Source records:
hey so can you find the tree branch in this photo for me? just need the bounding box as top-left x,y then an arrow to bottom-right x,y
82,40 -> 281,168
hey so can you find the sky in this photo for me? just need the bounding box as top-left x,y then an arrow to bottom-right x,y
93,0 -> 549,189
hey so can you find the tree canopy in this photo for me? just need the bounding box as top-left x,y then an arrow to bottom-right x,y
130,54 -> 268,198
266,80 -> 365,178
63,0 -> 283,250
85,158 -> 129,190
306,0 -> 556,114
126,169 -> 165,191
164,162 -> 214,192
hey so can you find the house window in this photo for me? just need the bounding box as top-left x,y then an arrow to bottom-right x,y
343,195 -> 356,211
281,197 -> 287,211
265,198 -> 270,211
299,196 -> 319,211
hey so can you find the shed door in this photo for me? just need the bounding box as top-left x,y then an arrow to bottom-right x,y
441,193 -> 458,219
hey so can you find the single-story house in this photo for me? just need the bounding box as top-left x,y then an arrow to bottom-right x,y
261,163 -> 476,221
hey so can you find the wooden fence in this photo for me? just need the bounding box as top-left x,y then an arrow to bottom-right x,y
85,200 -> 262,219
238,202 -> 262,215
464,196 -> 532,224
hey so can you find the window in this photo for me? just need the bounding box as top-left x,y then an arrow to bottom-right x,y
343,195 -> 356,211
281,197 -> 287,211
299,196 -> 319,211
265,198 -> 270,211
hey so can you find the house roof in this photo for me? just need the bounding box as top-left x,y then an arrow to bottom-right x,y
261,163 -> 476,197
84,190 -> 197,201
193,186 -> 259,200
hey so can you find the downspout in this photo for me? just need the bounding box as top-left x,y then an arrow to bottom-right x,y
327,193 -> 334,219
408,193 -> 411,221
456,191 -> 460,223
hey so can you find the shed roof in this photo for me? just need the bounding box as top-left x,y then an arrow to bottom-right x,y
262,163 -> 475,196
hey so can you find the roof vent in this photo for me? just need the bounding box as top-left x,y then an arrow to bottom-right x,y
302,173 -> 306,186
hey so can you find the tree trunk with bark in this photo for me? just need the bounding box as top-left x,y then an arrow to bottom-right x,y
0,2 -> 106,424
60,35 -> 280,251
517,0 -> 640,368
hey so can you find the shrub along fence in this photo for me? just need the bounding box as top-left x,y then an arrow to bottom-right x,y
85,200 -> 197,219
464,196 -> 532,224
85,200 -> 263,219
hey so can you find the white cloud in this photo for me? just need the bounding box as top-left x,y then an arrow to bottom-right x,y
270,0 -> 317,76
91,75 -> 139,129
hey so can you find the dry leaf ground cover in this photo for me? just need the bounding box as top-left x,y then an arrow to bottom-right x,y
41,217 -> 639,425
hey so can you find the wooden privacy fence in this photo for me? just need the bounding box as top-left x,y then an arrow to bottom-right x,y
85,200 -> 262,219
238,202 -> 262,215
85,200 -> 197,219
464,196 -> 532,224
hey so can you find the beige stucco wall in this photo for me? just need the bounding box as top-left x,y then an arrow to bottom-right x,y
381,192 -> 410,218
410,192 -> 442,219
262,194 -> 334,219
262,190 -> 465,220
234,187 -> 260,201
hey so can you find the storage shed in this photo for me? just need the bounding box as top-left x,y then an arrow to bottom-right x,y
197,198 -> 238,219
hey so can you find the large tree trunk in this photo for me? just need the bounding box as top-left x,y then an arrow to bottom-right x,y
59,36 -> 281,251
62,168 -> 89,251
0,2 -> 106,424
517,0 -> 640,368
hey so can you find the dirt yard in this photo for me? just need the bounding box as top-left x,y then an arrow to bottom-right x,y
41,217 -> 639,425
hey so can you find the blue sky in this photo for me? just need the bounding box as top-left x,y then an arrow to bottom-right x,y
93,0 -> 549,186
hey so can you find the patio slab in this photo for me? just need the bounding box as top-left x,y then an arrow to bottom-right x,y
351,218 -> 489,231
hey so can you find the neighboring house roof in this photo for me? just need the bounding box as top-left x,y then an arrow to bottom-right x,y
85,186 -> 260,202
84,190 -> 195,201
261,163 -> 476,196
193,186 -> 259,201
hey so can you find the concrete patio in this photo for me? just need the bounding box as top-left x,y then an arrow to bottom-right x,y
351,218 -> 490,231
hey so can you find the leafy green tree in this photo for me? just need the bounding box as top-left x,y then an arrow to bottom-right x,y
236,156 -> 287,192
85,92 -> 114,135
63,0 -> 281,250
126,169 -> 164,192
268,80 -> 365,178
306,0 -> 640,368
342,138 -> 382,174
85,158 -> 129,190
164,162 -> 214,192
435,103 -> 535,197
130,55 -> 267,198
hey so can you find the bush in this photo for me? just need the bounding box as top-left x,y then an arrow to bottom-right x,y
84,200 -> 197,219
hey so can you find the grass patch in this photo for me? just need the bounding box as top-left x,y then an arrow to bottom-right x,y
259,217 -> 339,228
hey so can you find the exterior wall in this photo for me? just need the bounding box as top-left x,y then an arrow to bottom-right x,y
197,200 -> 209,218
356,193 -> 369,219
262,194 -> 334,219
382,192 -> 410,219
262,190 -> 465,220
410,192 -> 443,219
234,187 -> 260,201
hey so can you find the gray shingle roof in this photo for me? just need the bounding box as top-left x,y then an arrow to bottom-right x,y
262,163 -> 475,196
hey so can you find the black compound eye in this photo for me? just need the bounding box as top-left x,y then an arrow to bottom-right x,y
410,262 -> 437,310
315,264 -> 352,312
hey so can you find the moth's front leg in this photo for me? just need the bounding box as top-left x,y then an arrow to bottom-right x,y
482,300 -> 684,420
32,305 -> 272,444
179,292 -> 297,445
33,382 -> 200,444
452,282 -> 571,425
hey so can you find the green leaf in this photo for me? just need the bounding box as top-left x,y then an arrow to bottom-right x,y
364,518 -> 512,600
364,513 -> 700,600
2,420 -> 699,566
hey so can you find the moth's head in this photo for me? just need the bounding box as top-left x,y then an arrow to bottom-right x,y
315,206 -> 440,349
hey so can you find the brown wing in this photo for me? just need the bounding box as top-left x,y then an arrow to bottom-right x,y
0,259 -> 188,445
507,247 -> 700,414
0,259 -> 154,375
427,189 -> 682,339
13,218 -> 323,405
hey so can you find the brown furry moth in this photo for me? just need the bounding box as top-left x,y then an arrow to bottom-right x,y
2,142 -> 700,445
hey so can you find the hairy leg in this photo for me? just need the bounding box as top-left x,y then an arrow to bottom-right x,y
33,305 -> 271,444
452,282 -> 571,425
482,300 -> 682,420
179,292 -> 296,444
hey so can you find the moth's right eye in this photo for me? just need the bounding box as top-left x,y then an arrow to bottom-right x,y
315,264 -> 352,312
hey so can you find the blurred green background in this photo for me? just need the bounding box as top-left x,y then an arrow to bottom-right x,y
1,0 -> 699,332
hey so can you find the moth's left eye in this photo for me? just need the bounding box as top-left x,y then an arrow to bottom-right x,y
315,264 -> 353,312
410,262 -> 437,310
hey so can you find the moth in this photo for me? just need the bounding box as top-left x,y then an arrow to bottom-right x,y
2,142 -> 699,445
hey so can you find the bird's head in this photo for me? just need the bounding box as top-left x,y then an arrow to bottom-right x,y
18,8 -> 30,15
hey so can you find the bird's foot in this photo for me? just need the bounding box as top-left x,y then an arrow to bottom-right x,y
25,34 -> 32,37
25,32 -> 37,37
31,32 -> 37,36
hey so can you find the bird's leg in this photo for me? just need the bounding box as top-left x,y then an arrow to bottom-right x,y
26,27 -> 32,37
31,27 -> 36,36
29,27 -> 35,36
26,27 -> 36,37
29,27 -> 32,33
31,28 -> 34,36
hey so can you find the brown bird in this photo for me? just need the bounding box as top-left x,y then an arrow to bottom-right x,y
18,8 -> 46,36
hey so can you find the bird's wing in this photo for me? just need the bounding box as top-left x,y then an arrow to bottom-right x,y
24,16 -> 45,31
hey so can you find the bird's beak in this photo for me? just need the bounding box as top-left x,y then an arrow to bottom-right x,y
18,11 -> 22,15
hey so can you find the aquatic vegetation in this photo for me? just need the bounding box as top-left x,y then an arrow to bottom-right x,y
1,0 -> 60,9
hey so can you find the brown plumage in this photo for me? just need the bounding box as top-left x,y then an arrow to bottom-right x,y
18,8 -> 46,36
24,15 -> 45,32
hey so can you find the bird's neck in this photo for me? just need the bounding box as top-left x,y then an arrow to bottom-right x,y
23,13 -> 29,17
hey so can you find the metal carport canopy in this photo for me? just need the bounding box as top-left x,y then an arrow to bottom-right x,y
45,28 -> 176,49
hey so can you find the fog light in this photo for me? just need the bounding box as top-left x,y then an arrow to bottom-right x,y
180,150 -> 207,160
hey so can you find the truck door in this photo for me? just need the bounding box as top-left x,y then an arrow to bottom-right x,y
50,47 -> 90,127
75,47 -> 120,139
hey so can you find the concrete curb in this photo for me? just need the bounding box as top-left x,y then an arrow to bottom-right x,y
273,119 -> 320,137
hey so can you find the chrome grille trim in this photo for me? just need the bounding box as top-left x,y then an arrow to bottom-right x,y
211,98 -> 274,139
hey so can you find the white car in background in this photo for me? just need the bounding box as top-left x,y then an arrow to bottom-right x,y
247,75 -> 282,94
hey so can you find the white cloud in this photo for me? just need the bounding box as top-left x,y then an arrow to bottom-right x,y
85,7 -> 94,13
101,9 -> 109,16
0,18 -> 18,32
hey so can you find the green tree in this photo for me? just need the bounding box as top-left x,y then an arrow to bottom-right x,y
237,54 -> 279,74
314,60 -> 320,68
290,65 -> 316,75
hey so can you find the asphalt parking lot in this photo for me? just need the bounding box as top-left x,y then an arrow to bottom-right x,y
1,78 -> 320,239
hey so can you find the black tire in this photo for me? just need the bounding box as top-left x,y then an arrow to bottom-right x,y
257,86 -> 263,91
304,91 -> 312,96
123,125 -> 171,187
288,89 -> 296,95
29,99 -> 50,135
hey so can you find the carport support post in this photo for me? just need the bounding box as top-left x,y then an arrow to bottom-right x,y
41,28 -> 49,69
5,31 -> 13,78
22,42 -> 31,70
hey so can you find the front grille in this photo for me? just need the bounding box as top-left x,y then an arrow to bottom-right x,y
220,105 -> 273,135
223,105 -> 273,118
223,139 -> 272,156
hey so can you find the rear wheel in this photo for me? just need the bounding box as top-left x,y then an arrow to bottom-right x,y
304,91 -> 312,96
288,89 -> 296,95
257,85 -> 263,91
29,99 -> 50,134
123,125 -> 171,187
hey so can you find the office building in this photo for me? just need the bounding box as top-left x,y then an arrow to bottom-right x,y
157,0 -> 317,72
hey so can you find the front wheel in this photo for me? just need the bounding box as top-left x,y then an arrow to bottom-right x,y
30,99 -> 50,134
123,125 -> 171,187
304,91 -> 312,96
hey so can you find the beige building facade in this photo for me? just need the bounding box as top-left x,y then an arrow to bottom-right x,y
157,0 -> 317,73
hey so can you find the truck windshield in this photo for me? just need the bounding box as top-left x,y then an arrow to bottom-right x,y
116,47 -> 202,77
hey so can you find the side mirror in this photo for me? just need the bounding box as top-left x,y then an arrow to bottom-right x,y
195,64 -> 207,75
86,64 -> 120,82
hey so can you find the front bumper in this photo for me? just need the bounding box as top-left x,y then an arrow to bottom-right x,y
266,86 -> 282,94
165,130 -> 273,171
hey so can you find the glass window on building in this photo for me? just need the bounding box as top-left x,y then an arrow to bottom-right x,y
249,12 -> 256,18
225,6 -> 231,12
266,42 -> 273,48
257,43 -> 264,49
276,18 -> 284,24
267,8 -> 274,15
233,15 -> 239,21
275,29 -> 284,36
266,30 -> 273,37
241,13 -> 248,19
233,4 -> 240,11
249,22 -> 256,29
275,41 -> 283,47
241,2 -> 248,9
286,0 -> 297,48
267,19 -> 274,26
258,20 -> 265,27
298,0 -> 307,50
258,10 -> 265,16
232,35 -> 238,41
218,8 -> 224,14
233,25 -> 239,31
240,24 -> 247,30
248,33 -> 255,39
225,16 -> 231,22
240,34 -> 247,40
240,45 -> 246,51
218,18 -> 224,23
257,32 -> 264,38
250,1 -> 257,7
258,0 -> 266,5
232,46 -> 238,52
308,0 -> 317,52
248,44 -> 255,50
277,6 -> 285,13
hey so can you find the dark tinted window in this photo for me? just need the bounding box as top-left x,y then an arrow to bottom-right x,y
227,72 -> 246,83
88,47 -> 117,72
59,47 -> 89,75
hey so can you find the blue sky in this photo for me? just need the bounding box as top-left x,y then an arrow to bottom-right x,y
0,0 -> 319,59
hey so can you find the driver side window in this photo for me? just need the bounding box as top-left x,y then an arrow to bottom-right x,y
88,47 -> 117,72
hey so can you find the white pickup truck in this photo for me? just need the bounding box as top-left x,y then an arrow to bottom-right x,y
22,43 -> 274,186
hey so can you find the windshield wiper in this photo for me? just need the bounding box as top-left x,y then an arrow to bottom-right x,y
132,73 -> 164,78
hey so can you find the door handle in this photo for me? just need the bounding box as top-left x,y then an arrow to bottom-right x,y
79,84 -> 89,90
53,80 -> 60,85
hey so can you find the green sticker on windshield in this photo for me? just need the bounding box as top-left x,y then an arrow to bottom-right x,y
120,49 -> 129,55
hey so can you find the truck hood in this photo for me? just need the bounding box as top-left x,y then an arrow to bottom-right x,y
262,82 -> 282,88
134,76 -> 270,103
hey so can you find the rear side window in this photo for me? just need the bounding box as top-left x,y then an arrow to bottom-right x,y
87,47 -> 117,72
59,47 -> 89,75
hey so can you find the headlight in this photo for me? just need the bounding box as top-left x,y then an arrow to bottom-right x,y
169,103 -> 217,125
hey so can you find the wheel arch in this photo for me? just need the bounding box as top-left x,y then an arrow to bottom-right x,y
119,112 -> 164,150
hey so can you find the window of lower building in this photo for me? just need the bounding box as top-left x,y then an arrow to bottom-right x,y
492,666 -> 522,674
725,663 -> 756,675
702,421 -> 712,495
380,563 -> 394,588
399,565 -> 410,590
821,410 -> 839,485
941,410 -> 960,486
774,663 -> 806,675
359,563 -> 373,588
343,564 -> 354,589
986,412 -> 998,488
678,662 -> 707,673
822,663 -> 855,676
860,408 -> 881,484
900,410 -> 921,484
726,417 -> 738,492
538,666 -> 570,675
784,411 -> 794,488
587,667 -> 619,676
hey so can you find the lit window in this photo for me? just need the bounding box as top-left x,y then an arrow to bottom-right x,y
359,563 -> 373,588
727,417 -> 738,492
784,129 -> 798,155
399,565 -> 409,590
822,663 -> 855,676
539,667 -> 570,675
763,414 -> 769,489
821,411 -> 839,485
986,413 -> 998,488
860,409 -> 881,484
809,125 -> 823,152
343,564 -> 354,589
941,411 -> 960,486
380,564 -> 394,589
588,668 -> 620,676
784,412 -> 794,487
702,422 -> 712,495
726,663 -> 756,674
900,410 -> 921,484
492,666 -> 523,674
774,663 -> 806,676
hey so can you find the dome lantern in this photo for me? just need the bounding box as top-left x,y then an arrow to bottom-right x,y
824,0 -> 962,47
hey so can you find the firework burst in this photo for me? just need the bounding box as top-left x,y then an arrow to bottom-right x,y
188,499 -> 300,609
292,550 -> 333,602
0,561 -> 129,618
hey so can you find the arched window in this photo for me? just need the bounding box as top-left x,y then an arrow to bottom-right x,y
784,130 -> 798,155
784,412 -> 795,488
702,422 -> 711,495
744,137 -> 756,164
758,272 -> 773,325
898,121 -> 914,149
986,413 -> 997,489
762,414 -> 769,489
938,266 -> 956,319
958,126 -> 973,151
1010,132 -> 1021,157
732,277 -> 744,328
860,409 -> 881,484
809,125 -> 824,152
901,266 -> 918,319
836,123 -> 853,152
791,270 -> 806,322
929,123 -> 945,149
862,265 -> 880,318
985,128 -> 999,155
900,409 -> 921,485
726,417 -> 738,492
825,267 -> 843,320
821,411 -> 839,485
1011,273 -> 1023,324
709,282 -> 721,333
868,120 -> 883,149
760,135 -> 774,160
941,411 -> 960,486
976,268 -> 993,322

Aim of the exercise:
Write out the lines above, starting at the line that contains "hey so can you find the dome" and ending with the final line, and nothing else; copy them exactly.

Reply:
hey so can you find the dome lantern in this photo for me? just need the bounding box as top-left x,y then an arrow to bottom-right x,y
824,0 -> 962,47
hey so can you find the firework burst in this photo for me? just need the bounding box as top-left x,y then an arrow to bottom-right x,y
188,499 -> 300,609
292,550 -> 333,602
0,561 -> 129,618
hey so can you find the arched window in this photo for me? just need the bounding box as top-left x,y then an arrow to bottom-right x,y
784,130 -> 798,155
784,412 -> 795,488
702,422 -> 711,495
744,137 -> 756,164
758,272 -> 773,325
898,121 -> 914,149
986,413 -> 997,489
762,414 -> 769,489
938,266 -> 956,319
958,126 -> 973,151
1010,132 -> 1021,157
732,277 -> 744,328
860,409 -> 881,484
809,125 -> 824,152
901,266 -> 918,319
836,123 -> 853,152
791,270 -> 806,322
929,123 -> 945,149
862,265 -> 880,318
985,128 -> 999,155
900,409 -> 921,485
726,417 -> 738,492
825,267 -> 843,320
821,411 -> 839,485
1011,273 -> 1023,324
709,282 -> 721,333
868,120 -> 883,149
760,135 -> 774,160
941,411 -> 960,486
976,268 -> 993,322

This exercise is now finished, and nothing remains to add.